### Exercise description
Reproduce the listing verbatim.

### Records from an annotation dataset
+-------+

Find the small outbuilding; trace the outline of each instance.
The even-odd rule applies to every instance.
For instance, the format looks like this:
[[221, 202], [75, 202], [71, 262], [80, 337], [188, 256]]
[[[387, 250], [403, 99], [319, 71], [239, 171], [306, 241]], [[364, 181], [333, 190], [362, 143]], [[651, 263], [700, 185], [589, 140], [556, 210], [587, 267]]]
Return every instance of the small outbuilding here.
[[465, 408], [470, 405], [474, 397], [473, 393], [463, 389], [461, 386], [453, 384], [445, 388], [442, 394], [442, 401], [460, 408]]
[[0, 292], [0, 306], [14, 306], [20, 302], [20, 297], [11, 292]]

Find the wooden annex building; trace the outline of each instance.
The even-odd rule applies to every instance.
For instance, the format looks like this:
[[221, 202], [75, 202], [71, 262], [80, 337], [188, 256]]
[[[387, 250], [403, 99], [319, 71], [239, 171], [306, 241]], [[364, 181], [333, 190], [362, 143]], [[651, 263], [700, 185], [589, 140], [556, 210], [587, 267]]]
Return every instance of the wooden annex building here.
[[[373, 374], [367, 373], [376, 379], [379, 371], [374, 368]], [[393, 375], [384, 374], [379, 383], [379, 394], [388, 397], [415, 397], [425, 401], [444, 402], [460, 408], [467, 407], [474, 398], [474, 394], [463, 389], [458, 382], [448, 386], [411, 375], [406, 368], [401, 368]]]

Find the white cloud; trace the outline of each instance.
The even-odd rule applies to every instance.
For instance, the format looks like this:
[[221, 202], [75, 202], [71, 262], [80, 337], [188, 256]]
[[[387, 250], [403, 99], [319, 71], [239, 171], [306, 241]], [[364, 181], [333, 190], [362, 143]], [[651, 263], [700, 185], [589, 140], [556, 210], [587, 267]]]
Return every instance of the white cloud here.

+-------+

### The result
Find the small outbuilding; trace the outline of each instance.
The even-odd rule applies to every instance.
For instance, the format looks like this:
[[221, 202], [75, 202], [71, 262], [80, 337], [188, 256]]
[[[387, 250], [403, 99], [319, 71], [239, 171], [306, 241]], [[364, 181], [333, 190], [362, 143]], [[651, 263], [700, 185], [589, 140], [556, 210], [587, 267]]]
Return every instance of the small outbuilding here.
[[465, 408], [470, 405], [474, 397], [473, 393], [463, 389], [461, 386], [453, 384], [445, 388], [442, 394], [442, 401], [460, 408]]
[[0, 292], [0, 306], [14, 306], [20, 302], [20, 297], [11, 292]]

Find the wooden annex building; trace the outline of each instance.
The even-odd rule applies to every instance.
For instance, the format looks like this:
[[221, 202], [75, 202], [71, 262], [80, 337], [188, 256]]
[[[387, 250], [403, 99], [319, 71], [239, 171], [306, 241]], [[364, 181], [333, 190], [362, 143]], [[651, 263], [700, 185], [589, 140], [556, 210], [587, 267]]]
Return every instance of the wooden annex building here.
[[[373, 374], [367, 373], [376, 379], [379, 371], [374, 368]], [[393, 375], [384, 374], [379, 383], [379, 394], [388, 397], [415, 397], [425, 401], [444, 402], [460, 408], [467, 407], [474, 398], [474, 394], [463, 389], [458, 382], [448, 386], [411, 375], [406, 368], [401, 368]]]

Find the white cloud; trace the outline of each instance.
The even-odd rule applies to every instance.
For instance, the format looks like this:
[[221, 202], [75, 202], [71, 262], [80, 337], [188, 256]]
[[[387, 250], [403, 99], [319, 71], [239, 171], [306, 241]], [[364, 181], [333, 190], [362, 143]], [[651, 263], [700, 185], [589, 140], [556, 210], [587, 267]]]
Return every instance of the white cloud here.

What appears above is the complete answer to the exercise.